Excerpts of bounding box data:

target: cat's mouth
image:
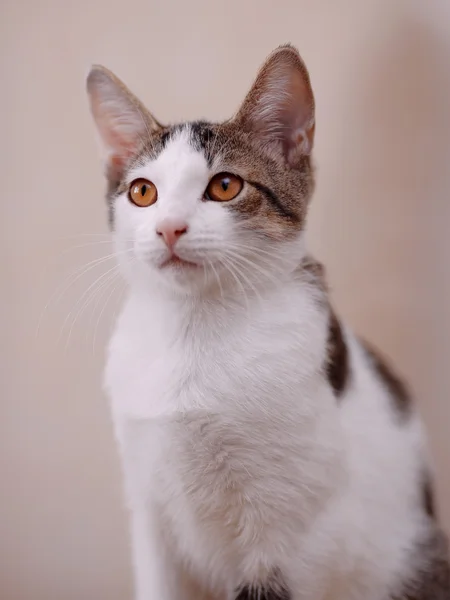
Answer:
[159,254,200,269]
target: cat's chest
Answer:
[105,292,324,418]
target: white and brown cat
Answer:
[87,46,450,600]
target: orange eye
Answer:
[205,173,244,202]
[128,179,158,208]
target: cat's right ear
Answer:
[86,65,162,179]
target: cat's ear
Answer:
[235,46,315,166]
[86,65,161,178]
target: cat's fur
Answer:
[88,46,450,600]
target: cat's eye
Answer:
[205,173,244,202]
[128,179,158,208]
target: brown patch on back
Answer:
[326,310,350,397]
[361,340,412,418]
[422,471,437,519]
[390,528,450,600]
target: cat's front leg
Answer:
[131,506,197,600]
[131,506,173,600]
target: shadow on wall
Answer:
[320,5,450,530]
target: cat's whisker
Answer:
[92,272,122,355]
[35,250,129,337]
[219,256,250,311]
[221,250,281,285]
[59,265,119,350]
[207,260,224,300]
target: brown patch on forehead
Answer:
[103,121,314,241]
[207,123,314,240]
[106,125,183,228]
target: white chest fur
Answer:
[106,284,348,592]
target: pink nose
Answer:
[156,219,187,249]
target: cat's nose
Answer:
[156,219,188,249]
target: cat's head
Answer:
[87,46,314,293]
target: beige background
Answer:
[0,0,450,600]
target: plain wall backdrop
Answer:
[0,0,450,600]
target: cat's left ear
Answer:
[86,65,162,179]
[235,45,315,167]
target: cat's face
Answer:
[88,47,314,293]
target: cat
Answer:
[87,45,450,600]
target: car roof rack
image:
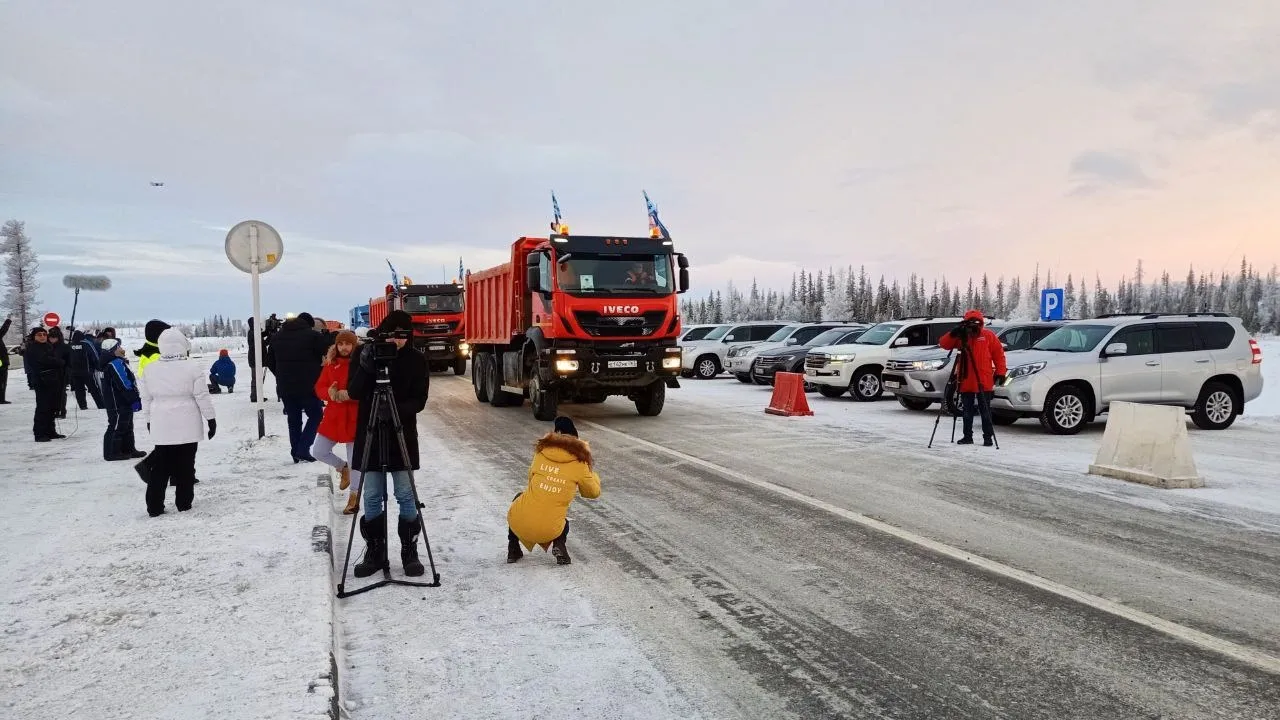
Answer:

THE TASK:
Please express all of the data above as a JSON list of strings, one string per line, with blank lines omitted. Leave the pictures out of your answer.

SOLUTION TO THIS TASK:
[
  "target: cat's mouth",
  "image:",
  "Answer:",
  "[159,254,200,269]",
  "target: cat's chest",
  "Answer:",
  "[105,292,324,418]",
  "target: white and brown cat",
  "Answer:",
  "[87,46,450,600]",
  "target: orange eye",
  "Answer:",
  "[205,173,244,202]",
  "[128,179,158,208]",
  "target: cat's right ear",
  "Answer:",
  "[86,65,162,179]",
  "target: cat's ear",
  "Answer:",
  "[235,46,315,166]",
  "[86,65,161,178]",
  "target: cat's fur",
  "Answer:",
  "[88,46,450,600]",
  "target: cat's eye",
  "Answer:",
  "[205,173,244,202]",
  "[128,179,158,208]",
  "target: brown patch on back",
  "Answer:",
  "[326,310,350,397]",
  "[361,340,412,418]",
  "[422,471,437,519]",
  "[390,528,450,600]",
  "target: cat's front leg",
  "Answer:",
  "[131,506,197,600]",
  "[131,506,173,600]",
  "target: shadow on wall",
  "Answer:",
  "[320,5,450,530]",
  "target: cat's whisker",
  "Answer:",
  "[92,272,122,355]",
  "[35,250,129,337]",
  "[219,256,250,311]",
  "[221,250,281,285]",
  "[59,265,119,350]",
  "[207,260,224,300]",
  "target: brown patch on forehead",
  "Answer:",
  "[103,121,314,241]",
  "[207,123,314,240]",
  "[106,125,183,228]",
  "target: white chest fur",
  "Answer:",
  "[106,284,348,592]",
  "target: pink nose",
  "Answer:",
  "[156,219,187,249]",
  "target: cat's nose",
  "Answer:",
  "[156,219,188,249]",
  "target: cat's head",
  "Answer:",
  "[87,46,314,293]",
  "target: beige background",
  "Answer:",
  "[0,0,450,600]",
  "target: plain wall backdrop",
  "Answer:",
  "[0,0,450,600]",
  "target: cat's left ear",
  "Answer:",
  "[86,65,162,179]",
  "[235,45,315,167]",
  "target: cat's face",
  "Answer:",
  "[88,47,314,293]",
  "target: cat",
  "Answer:",
  "[87,45,450,600]",
  "target: car roof rack",
  "image:",
  "Answer:"
]